- [Exercise objective]: Return each line of the records with nothing changed, pictures excepted.
+ + + + + + +
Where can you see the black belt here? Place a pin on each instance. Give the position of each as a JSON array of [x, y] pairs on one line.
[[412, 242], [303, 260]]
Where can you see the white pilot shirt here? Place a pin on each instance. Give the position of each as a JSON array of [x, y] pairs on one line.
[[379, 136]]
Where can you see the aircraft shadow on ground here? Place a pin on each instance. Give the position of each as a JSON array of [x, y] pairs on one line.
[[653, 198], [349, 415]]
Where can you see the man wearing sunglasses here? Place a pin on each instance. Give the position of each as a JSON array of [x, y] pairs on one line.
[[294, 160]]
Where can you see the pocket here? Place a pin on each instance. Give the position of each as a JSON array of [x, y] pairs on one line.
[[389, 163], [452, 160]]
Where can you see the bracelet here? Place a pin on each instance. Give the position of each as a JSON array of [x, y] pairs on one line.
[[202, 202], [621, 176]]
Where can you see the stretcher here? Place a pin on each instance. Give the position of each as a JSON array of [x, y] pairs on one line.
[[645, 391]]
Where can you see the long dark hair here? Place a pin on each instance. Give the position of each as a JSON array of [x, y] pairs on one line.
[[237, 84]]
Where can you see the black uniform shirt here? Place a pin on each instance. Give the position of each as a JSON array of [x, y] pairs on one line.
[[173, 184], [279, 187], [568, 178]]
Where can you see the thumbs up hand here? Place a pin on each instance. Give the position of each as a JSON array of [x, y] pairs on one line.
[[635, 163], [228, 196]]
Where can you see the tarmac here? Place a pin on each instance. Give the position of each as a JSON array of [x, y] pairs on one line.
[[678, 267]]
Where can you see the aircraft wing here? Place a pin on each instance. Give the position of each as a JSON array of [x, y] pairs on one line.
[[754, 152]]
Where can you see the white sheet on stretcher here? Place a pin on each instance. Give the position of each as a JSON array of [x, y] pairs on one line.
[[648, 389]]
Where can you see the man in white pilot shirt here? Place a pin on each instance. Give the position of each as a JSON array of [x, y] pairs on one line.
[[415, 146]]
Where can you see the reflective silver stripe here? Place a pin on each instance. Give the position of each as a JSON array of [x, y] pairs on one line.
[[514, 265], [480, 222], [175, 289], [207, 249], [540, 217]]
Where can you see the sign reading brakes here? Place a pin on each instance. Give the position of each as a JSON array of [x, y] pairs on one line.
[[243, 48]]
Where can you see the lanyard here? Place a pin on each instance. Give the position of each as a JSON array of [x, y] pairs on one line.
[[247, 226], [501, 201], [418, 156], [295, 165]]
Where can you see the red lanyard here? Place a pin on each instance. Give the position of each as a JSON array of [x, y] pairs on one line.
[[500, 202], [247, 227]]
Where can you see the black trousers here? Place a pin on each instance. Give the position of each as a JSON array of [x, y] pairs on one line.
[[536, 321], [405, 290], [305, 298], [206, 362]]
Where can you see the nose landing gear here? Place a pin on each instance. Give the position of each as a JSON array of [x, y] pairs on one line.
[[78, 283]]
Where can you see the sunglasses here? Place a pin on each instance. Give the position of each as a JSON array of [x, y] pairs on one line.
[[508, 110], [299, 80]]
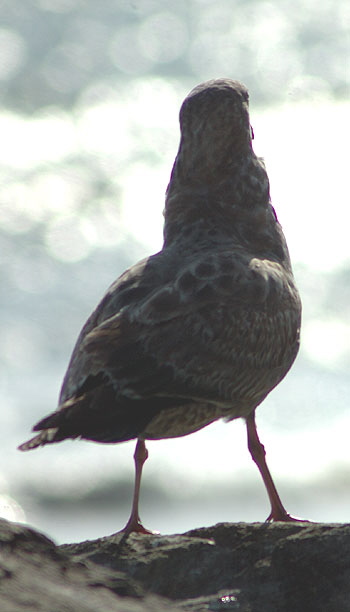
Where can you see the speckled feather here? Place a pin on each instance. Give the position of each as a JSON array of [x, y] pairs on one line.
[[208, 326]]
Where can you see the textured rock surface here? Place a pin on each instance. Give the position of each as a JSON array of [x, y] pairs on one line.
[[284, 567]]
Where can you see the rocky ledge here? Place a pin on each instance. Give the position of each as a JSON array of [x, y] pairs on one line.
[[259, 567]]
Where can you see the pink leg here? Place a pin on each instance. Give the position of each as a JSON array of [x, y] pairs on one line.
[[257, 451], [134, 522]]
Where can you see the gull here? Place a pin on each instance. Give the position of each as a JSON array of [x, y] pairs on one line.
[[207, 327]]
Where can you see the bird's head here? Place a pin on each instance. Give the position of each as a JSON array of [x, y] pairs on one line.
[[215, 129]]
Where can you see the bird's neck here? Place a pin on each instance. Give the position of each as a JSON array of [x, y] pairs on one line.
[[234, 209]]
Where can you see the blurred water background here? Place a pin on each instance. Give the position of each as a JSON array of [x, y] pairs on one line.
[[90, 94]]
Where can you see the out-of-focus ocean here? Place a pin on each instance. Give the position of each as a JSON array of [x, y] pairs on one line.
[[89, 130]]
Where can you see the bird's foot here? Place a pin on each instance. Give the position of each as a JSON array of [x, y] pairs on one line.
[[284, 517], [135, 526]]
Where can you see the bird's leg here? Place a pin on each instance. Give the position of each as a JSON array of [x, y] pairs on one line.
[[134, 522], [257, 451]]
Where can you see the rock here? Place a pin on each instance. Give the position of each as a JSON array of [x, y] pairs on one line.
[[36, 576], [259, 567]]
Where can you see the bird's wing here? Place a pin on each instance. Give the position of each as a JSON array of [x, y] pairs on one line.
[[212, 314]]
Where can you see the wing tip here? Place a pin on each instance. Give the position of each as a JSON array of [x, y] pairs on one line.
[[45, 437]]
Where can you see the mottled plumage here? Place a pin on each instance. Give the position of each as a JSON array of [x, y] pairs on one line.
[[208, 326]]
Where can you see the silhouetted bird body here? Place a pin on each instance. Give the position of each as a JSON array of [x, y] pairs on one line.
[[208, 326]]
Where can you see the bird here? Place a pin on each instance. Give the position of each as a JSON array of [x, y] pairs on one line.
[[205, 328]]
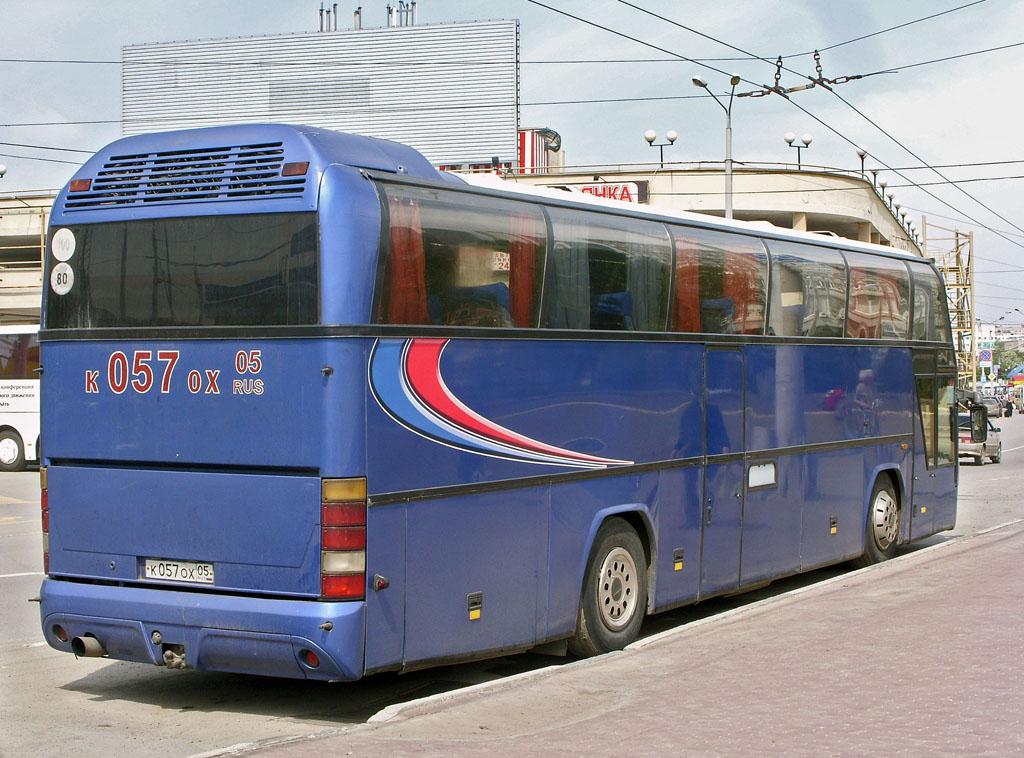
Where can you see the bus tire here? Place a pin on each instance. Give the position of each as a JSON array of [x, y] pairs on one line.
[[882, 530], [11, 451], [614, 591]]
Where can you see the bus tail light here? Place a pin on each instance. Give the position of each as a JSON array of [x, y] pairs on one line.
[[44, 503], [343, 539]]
+ + + + + + +
- [The result]:
Where can you see the black belt here? Place a pin on each instance. Give the position of each as a JSON array of [x, y] pairs on one line.
[[412, 242], [303, 260]]
Where can you see the white pilot shirt here? Place a pin on each instance. Give the position of each as a JSON array of [x, y] pairs on one line.
[[379, 136]]
Where can you see the aircraft shadow on ground here? Place a pin on each instance. Give the position of each as a JSON array of [x, y] pairs on one line.
[[653, 198], [349, 415]]
Where can you see the man wearing sunglasses here? Place a pin on each instance. Give the position of each as a JSON array of [x, y] pairs on one line.
[[294, 160]]
Where can you see the pocket here? Place a pin on each instance. Give the position of each as a JSON array of [x, y] pairs on one line.
[[389, 163], [452, 160]]
Where can you see the bracelet here? Place a pin on each instance. Give the position of each as a JSON array of [x, y] pairs on one line.
[[202, 202], [621, 176]]
Where can you see the stretcher here? Place a pin on each instance. Give the position of each as a JSON array of [x, y] pairs on one line.
[[645, 391]]
Where can you see the long dark hair here? Place a pin on each instance. Give the position of each as a JSON array of [x, y] pairs on one line.
[[237, 84]]
Where can you see the black uniform shirt here? Place a pin on each instance. Give the position of each as a JSON array of [x, y] pairs on one line.
[[173, 184], [279, 187], [568, 178]]
Where can you see the thumbs up hand here? Place a pin on each instance. Give the position of each as a JSON array of [x, y] pairs on one line.
[[635, 163], [228, 196]]
Where can you see the tarmac here? Place a pin on each instance. Give the position of each as a JSON array of [x, y] pairs on one line.
[[678, 267]]
Where can you see the aircraft wing here? Place a pin on each instance. Give the position of each as a JSON array of [x, y] pairs on one line.
[[754, 152]]
Where can you see the white sheet on stretcher here? Place a pin on each instance. Give the position of each as a JSON array of [x, y] pairs on one line.
[[648, 389]]
Where can you see the man in white pilot shirt here? Place a pin on each instance. Give the position of each as a JSON array of [x, y] pairs on one line.
[[415, 146]]
Where can you see the reflective silver stripe here? Place a pin on each instance. Give the position of each as a JSON array of [x, y] pairs on one line.
[[514, 265], [480, 222], [175, 289], [207, 249], [540, 217]]
Where can you see the sign reading brakes here? Place a pin on each instance. Give the position of each as a JSON array of [x, y] pairs on one line.
[[243, 48]]
Where can you see the lanyard here? Place a pin on each instance. Give the position of each as a JSON array of [x, y] pairs on one line.
[[247, 226], [501, 201], [418, 156], [295, 165]]
Where can you see the red lanyard here? Place a pin on each instance. Give the position of each as a JSON array of [x, y] pairs on one line.
[[500, 202], [247, 227]]
Where can you see the black trousers here? Place a pin on each instance. Give the position of each as a JSON array of [x, y] pairs on one line.
[[536, 321], [405, 290], [305, 298], [206, 362]]
Where can you see the nose landing gear here? Place a pin on each instance. Give the position of each as a JSON array of [x, y] pairs on one line.
[[78, 283]]
Where can you see the sunglasses here? Place a pin on each instance. Give the position of each as a JSON array of [x, y] pairs on one line.
[[508, 110], [299, 80]]
Where can you see the speckled feather here? Place a pin on each instance. Give the position of each as a JSON array of [x, y] pairs on one line.
[[208, 326]]
Where can you see the textured rock surface here? Place a pin on each instance. Give the position of each as a JSON array of [x, y] pairs on one line.
[[284, 567]]
Where can you see the rocky ledge here? Place a pin on each instance. Give the position of each as a JSON array of [x, y] pairs on one line.
[[259, 567]]
Where can you see the pink leg here? Place a pin on each instance. Give the position of each as a JSON array of [x, y] pairs on one line.
[[257, 451], [134, 522]]
Where can you see the gull here? Place a pin on each instance. Give the position of each as a JSON array of [x, y] pairs on one line.
[[207, 327]]
Where can you see the bird's head here? Place a pin on each instance. Give the position of each as a JSON array of [x, y] pairs on one line.
[[215, 129]]
Where can you see the bird's neck here? Place a pin on each instance. Give the position of each as a JSON array of [x, y] pairs on one line.
[[234, 209]]
Where can you see the blurred water background here? Place a pin on each instance. Give the position of each as a JSON array of [x, y] pairs on one line.
[[90, 94]]
Where can you see the out-of-focus ocean here? Place a pin on each instance. Give the position of each as a JSON array of [x, y] pairs on one line.
[[89, 130]]
Where can you see the bird's foot here? Place a pin on each instance. Give the position of each as a JSON array of [x, y] pairs on one line.
[[284, 517], [135, 526]]
Where can you see the bird's leg here? Place a pin on each instance. Give the position of each as a JSON array of [x, y] pairs on one line.
[[134, 522], [257, 451]]
Where can you see the rock here? Place a pin on each instance. Give the position of each as a JSON array of [x, y] pairs on one line.
[[36, 576], [259, 567]]
Where can you see the bird's wing here? Place a pin on each instance. Give the position of each as a JSON array of [x, y] pairs on one line.
[[212, 314]]
Where can you see the wing tip here? Place a pin on each instance. Give the position of each as a JSON array of [x, y] pairs on one line.
[[45, 437]]
Where can you see the mottled plumage here? Place a pin on each instance. Give the position of each as a JSON array of [x, y] pairs on one line.
[[208, 326]]
Where can you see the silhouetted bird body here? Place a pin on each instance. Give the position of each as a JSON array of [x, y] pairs on one line.
[[208, 326]]
Where can you see the bird here? Place a pin on each instance. Give the position of each as a JSON array of [x, y] pairs on one line.
[[205, 328]]
Where can you see the bus tire here? Place a pin on each instance. Give the position of each as a JSON array of [x, y] pairs on one line.
[[882, 530], [11, 451], [614, 591]]
Where can you see the bus tail light here? Place a pin on each instance. Give the position of each as a JSON array of [x, y] pairs on one line.
[[44, 503], [343, 539]]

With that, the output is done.